Document excerpt:
**********

Lucas and Marcus Dobre-Mofid (born January 28, 1999), collectively known as the Dobre Twins, are an American dancing duo and YouTube personalities who rose to prominence on the now-defunct video application Vine. They are part of the Dobre Brothers, where they are joined by their older brothers, Cyrus and Darius.

The Dobre Brothers produce video content. Their content includes challenge videos, experiments, vlogs, dance videos, pranks and lots of other content.

The twins run their eponymous YouTube channel Lucas and Marcus while the brothers feature collectively on "Dobre Brothers" and "Dobre Cars".

Personal life 
The twins were born in Maryland to retired Olympic gymnast Aurelia Dobre and Boz Mofid, the owners of Dobre Gymnastics Academy in Gaithersburg, Maryland. They have two older brothers, Cyrus Dobre (born 1993) and Darius Dobre (born 1995).

Career 
Lucas and Marcus were known as "TwinBotz", they first gained fame on the six-second video application Vine, where they had more than 1.8 million followers before it shut down. The twins used the app to showcase their talent, including breakdancing and gymnastics stunts, such as backflips. Their popularity helped them earn a spot at AT&T's Later Haters expo.

In March 2018, it was announced that the Dobre Brothers have signed a joint venture deal with Creative Artists Agency (CAA).

**********

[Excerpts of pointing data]

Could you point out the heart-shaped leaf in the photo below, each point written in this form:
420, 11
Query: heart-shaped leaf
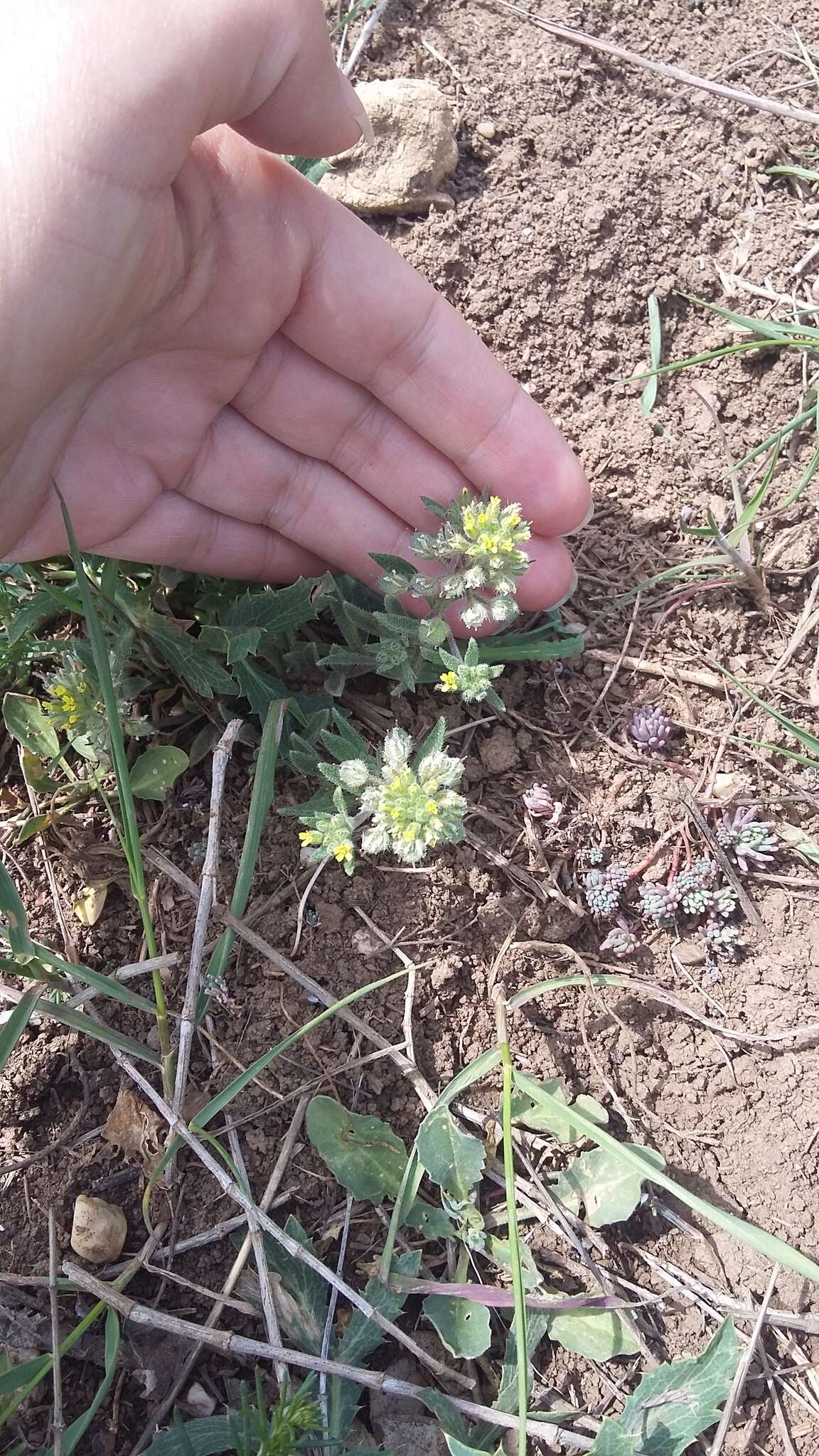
362, 1152
462, 1325
452, 1158
155, 771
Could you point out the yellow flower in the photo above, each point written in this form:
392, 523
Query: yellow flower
448, 683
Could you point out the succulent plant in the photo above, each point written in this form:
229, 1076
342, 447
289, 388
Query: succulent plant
746, 837
540, 803
617, 874
621, 941
659, 903
601, 896
651, 729
723, 901
722, 935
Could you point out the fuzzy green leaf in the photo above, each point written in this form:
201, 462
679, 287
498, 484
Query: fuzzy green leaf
604, 1184
674, 1404
274, 614
191, 661
545, 1117
28, 724
156, 771
452, 1158
362, 1152
462, 1325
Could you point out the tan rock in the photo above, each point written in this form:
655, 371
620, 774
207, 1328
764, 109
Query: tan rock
413, 152
98, 1231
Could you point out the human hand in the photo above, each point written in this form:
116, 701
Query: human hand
222, 369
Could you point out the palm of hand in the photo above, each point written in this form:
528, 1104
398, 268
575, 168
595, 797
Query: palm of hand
280, 393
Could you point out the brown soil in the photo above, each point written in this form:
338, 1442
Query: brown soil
582, 187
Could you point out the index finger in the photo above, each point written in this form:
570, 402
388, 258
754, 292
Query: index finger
366, 314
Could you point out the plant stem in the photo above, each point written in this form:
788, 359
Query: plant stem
520, 1342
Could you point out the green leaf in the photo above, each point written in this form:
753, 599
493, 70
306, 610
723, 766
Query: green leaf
397, 564
462, 1325
261, 689
191, 661
11, 1033
604, 1184
14, 914
76, 1430
274, 614
674, 1404
545, 1117
242, 646
362, 1152
36, 775
452, 1158
456, 1447
156, 771
598, 1334
209, 1436
432, 1222
28, 724
30, 616
306, 1288
359, 1342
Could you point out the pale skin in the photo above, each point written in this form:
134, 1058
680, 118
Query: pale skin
222, 369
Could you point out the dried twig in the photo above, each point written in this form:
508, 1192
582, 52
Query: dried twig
742, 1371
296, 1250
208, 893
57, 1423
675, 73
266, 1203
305, 982
229, 1343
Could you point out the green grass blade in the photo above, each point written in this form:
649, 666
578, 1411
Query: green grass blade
748, 1233
649, 395
12, 1032
802, 736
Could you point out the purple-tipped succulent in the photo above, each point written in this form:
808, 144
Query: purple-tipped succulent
540, 803
659, 903
746, 837
601, 896
651, 729
621, 941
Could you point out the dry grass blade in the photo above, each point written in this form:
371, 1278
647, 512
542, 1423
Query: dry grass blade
266, 1203
57, 1421
220, 759
258, 1350
296, 1250
742, 1371
675, 73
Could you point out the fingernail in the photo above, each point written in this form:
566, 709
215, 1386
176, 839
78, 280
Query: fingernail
567, 594
587, 519
356, 108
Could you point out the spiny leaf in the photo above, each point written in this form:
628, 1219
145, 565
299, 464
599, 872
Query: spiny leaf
452, 1158
362, 1152
542, 1117
462, 1325
674, 1404
156, 771
28, 724
604, 1184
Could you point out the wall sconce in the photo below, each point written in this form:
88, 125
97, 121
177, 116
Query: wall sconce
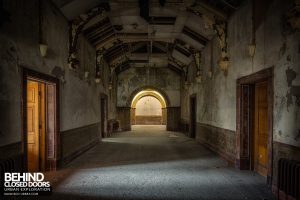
199, 77
86, 74
186, 85
210, 74
97, 80
251, 49
43, 49
224, 64
110, 86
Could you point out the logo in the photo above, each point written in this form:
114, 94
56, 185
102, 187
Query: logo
25, 184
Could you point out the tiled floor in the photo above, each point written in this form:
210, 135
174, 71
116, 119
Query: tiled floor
151, 163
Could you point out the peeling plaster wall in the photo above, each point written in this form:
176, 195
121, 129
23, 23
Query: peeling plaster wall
19, 44
162, 78
276, 46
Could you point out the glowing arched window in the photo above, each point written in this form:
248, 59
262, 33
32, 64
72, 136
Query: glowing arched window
148, 106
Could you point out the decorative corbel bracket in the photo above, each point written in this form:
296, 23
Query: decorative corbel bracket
75, 28
293, 16
221, 29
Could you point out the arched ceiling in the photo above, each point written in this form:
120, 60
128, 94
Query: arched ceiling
145, 93
158, 33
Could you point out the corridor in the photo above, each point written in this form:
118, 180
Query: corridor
151, 163
150, 99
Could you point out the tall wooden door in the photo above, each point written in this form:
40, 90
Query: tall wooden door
261, 128
103, 117
33, 125
193, 111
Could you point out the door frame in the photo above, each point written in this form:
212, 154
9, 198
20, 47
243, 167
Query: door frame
105, 98
27, 74
244, 117
193, 97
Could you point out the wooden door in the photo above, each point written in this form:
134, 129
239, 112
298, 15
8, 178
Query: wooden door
193, 117
102, 117
33, 126
261, 128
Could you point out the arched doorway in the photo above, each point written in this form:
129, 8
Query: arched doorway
148, 107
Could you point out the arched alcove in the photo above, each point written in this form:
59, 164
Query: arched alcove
154, 99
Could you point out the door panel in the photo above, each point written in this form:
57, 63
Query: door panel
193, 111
261, 128
33, 125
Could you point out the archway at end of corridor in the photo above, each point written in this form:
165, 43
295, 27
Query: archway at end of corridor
148, 107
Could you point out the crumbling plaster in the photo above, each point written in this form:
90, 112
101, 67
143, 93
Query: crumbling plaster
132, 79
19, 44
276, 46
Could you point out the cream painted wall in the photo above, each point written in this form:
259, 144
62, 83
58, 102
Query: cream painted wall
148, 106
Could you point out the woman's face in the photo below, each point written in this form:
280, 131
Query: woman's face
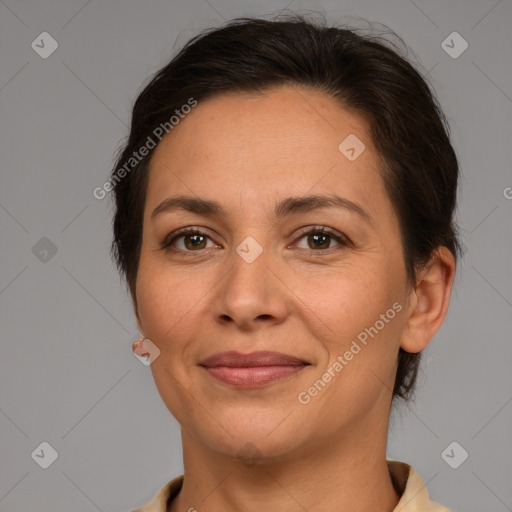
254, 280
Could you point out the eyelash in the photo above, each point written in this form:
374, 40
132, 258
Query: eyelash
169, 240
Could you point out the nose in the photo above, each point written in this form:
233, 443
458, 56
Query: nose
251, 294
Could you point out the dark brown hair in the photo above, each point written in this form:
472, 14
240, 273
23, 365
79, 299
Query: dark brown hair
365, 73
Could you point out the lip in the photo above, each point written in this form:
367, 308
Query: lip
252, 370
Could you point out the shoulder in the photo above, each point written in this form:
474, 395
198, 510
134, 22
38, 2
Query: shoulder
413, 492
162, 498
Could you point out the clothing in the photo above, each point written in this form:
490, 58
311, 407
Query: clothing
408, 484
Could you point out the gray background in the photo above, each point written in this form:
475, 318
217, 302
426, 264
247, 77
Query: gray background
67, 373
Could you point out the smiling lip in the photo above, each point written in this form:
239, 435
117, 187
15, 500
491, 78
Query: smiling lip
252, 370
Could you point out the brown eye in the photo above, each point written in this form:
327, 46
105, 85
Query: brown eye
190, 240
318, 239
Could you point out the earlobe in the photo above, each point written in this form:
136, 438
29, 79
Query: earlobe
429, 301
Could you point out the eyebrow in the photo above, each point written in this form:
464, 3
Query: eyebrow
286, 207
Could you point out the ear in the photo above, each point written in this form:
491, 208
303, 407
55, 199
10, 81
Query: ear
428, 301
136, 311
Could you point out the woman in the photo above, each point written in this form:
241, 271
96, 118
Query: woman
284, 221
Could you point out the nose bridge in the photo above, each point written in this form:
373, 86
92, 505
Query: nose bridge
250, 289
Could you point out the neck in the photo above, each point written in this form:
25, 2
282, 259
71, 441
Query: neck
347, 473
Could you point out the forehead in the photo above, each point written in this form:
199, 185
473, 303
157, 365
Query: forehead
284, 141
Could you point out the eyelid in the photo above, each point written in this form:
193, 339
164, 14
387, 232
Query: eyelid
340, 238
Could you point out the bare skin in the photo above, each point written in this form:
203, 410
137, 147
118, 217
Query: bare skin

**********

To do:
- a) Check each statement against the Dobre Twins text and mark it yes or no, quoting the words that decide it: (i) The twins were born in Maryland. (ii) The twins had more than 1.8 million followers on Vine before it shut down. (iii) Cyrus is younger than the twins.
- b) Please reproduce the stretch of the Dobre Twins text from "Lucas and Marcus Dobre-Mofid" through "Dobre (born 1995).", substituting "dance duo" for "dancing duo".

Task responses:
- a)
(i) Yes: "The twins were born in Maryland"
(ii) Yes: "where they had more than 1.8 million followers before it shut down"
(iii) No: "their older brothers, Cyrus and Darius"

- b)
Lucas and Marcus Dobre-Mofid (born January 28, 1999), collectively known as the Dobre Twins, are an American dance duo and YouTube personalities who rose to prominence on the now-defunct video application Vine. They are part of the Dobre Brothers, where they are joined by their older brothers, Cyrus and Darius.

The Dobre Brothers produce video content. Their content includes challenge videos, experiments, vlogs, dance videos, pranks and lots of other content.

The twins run their eponymous YouTube channel Lucas and Marcus while the brothers feature collectively on "Dobre Brothers" and "Dobre Cars".

Personal life 
The twins were born in Maryland to retired Olympic gymnast Aurelia Dobre and Boz Mofid, the owners of Dobre Gymnastics Academy in Gaithersburg, Maryland. They have two older brothers, Cyrus Dobre (born 1993) and Darius Dobre (born 1995).